** Problems and tasks **
• 1. Quote the guest post on the Status Quo word for word, starting at "For the last" and ending at "correction isn’t coming.".
• 2. In the guest post on the Status Quo, how long has K.B. been watching the "slow train wreck" of the economy?

** Opening Source extract block **

Guest Post: The Resilience And Fragility Of The Status Quo

Tyler Durden's picture

Submitted by Charles Hugh Smith from Of Two Minds

The Resilience And Fragility Of The Status Quo

The apparent resilience of the Status Quo masks its fundamental fragility.

Longtime correspondent K.B. recently posed a question that is on many minds, including mine.

For the last 5 years, I have been watching the slow train wreck that is our economy. We have been preparing by not spending extravagantly, not being home owners, and more or less being mobile. However, the “perception management” as you call it of the markets and the general economy today doesn’t seem to have an end. I have been waiting so long for the wheels to fall off, a black swan event, or generally to see capitalism take its toll on the existing markets, that I am starting to believe that maybe Mises was wrong. Maybe, in addition to helicopters, Ben does have the magic touch. In short, I am exasperated at the gullibility of the remaining market participants (or perhaps their culpability) and I’m starting to think that the great correction isn’t coming.


Because of that, I’d like to know what your thoughts are on how long the perception management can last. Do you have a notion as to what the key element will be that forces the train off the tracks? Other than silly stuff like logic and simple mathematics, what keeps you convinced of the eventual outcome of our predicament? This isn’t about trading, but more about fatigue.

** Closing Source extract block **
** Opening Raw data block **

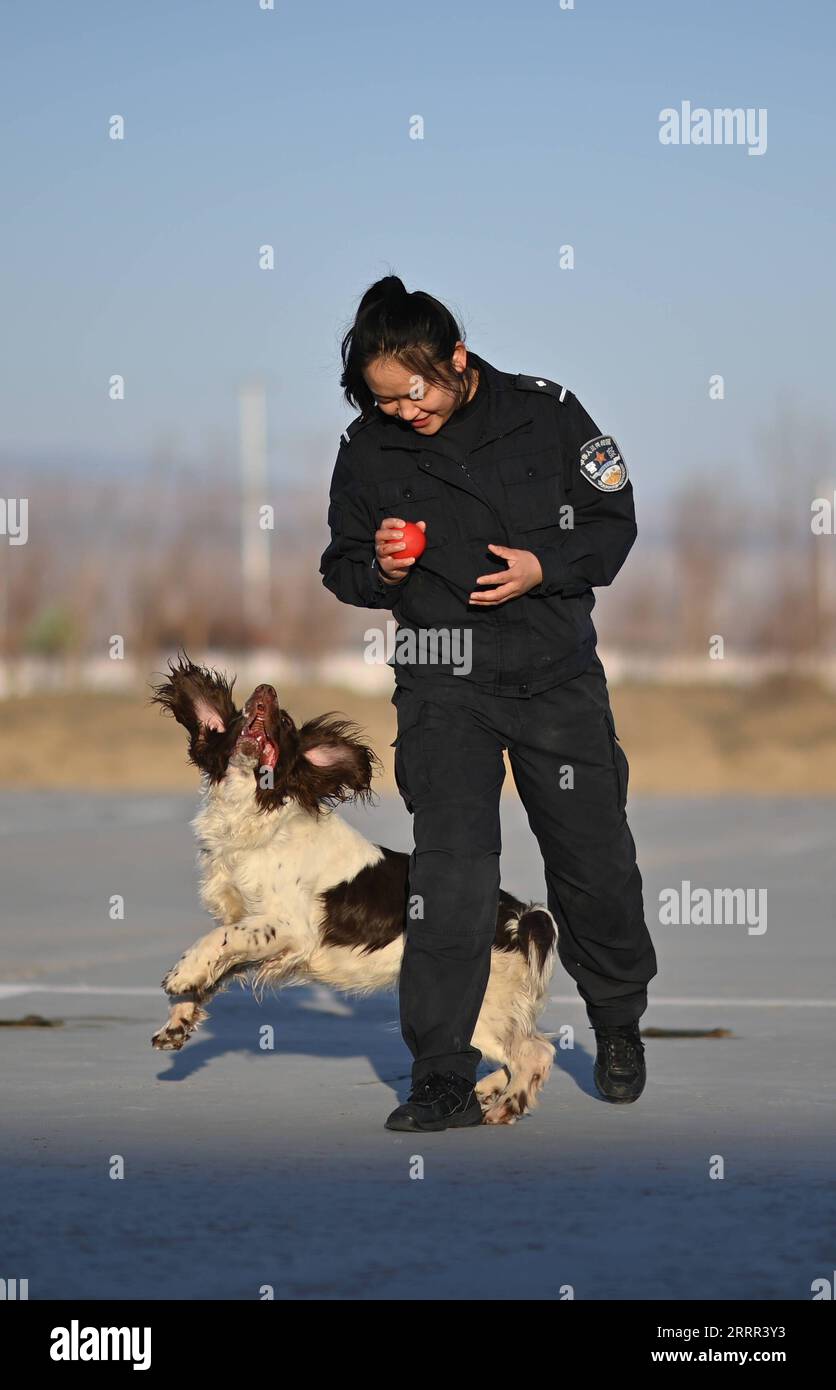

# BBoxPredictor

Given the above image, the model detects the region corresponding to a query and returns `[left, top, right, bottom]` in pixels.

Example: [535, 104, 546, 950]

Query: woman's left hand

** Closing Raw data block **

** Per-task answers **
• 1.
For the last 5 years, I have been watching the slow train wreck that is our economy. We have been preparing by not spending extravagantly, not being home owners, and more or less being mobile. However, the “perception management” as you call it of the markets and the general economy today doesn’t seem to have an end. I have been waiting so long for the wheels to fall off, a black swan event, or generally to see capitalism take its toll on the existing markets, that I am starting to believe that maybe Mises was wrong. Maybe, in addition to helicopters, Ben does have the magic touch. In short, I am exasperated at the gullibility of the remaining market participants (or perhaps their culpability) and I’m starting to think that the great correction isn’t coming.

• 2. For the last 5 years.